• **Exercise goal**:
Each entry should be quoted word for word, including every mark of punctuation.

• **Dataset content**:
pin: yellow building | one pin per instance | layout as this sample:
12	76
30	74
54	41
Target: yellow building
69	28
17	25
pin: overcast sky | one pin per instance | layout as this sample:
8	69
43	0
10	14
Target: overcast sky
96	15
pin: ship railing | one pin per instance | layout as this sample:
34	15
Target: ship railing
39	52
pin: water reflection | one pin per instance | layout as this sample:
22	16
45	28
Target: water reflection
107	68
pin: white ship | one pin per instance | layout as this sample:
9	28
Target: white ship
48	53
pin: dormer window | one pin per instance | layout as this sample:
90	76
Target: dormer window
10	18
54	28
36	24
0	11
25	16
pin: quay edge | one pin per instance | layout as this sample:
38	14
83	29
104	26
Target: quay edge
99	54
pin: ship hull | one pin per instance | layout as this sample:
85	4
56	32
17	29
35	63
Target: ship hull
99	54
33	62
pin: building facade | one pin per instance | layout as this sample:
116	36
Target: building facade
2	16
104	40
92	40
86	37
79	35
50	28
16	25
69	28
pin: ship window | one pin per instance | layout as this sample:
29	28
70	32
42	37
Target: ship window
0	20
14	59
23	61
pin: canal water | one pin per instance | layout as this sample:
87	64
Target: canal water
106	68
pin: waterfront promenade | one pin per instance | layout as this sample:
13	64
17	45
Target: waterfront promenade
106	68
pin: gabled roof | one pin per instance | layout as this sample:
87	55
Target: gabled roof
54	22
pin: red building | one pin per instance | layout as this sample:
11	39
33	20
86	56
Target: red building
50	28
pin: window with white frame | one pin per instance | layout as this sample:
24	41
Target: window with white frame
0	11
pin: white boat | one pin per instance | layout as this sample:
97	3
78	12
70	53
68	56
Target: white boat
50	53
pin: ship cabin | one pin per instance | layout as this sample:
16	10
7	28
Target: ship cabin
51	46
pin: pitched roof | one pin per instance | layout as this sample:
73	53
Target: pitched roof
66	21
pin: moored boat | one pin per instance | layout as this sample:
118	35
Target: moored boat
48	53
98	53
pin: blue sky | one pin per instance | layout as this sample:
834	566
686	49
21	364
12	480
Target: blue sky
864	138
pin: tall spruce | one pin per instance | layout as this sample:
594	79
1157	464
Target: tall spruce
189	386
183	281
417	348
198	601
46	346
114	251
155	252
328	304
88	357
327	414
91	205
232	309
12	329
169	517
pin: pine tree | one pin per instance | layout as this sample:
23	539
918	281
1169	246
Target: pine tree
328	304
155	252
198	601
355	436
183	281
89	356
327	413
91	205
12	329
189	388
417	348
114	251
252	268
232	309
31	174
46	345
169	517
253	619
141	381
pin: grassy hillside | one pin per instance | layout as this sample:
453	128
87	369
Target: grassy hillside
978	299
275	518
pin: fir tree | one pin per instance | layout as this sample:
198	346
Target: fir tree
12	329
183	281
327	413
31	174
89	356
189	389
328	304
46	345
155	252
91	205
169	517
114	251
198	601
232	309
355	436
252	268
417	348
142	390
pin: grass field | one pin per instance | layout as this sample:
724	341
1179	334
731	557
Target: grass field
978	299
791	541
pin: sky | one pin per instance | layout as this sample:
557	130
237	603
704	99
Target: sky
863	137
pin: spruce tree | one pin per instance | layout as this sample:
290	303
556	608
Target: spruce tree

• **Exercise output**:
pin: yellow building | one pin per instance | layout as this sample:
12	76
30	74
54	41
Target: yellow building
69	28
17	25
pin: overcast sky | one pin per instance | layout as this sample:
8	69
43	0
10	14
Target: overcast sky
96	15
pin: ship railing | one pin per instance | layout as this sample:
34	15
Target: ship railing
39	52
pin: water reflection | one pin per instance | layout as this sample:
22	16
45	28
Target: water reflection
107	68
pin: white ship | one pin per instance | layout as this sample:
9	28
Target: white ship
48	53
pin: dormer window | one pin per instance | layout as this sample:
90	76
Target: dormer window
10	18
54	28
36	24
0	11
25	16
pin: quay edge | one pin per instance | layout as this sample:
38	14
83	29
104	26
Target: quay edge
99	54
pin: ship hull | one pin per instance | layout as this sample:
85	4
56	32
17	29
35	63
Target: ship hull
99	54
33	62
pin: building facade | one pin per instance | layout as this sample:
116	36
Target: building facade
2	16
104	40
92	40
86	37
79	35
50	28
16	25
69	28
pin: ship window | one pin per instance | layout as this sample:
29	28
70	32
42	37
Target: ship window
0	20
14	59
23	61
pin: canal water | one pin per instance | layout as this sample:
87	64
Target: canal water
106	68
pin: waterfront promenade | one pin per instance | layout as this sample:
13	64
17	45
Target: waterfront promenade
106	68
pin: gabled roof | one pin per instance | layout as this sample:
87	55
Target: gabled roof
54	22
pin: red building | one pin per instance | layout as this sample:
11	39
33	20
86	56
Target: red building
50	28
pin: window with white frame | one pin per instance | layout as this sample:
24	41
Target: window with white frame
0	11
pin: white boat | one pin per instance | layout as this sample:
97	3
78	12
70	53
68	56
Target: white boat
50	53
pin: ship cabin | one pin per instance | layout as this sample:
16	10
7	28
Target: ship cabin
51	46
pin: pitched roof | one pin per instance | layout as this sample:
73	53
Target: pitched roof
66	21
pin: moored boat | one pin per instance | layout as this sample:
118	35
Target: moored boat
48	53
98	53
pin: blue sky | one pin per instance | layout as this sample:
834	566
686	49
21	364
12	480
Target: blue sky
864	138
pin: tall spruce | one pin per instance | layout as this sample:
594	79
1157	464
Target: tall spruce
189	386
183	281
417	348
198	601
46	346
114	251
155	252
328	304
88	357
327	414
91	205
232	309
12	329
169	517
pin: pine tree | one pin per instance | layout as this sample:
23	539
918	281
1169	246
Target: pine tree
328	304
155	252
198	601
355	436
183	281
89	356
327	413
91	205
12	329
189	388
417	348
114	251
252	268
232	309
31	174
46	345
169	517
253	619
141	381
pin: grassy hillside | one pin per instance | layout as this sample:
453	128
87	369
Target: grassy hillside
978	299
275	518
pin: fir tree | one pin per instance | layout as this sample:
198	346
Target: fir tree
12	329
183	281
327	413
31	174
89	356
189	389
328	304
46	345
155	252
91	205
169	517
114	251
198	601
232	309
355	436
252	268
417	348
142	390
pin: grass field | one pin per instance | layout as this sample:
724	341
1179	334
731	557
Target: grass field
978	299
791	541
pin: sky | one pin per instance | layout as this sample:
557	130
237	603
704	99
Target: sky
863	137
pin: spruce tree | one pin per instance | layout as this sample:
290	303
556	608
Target: spruce tree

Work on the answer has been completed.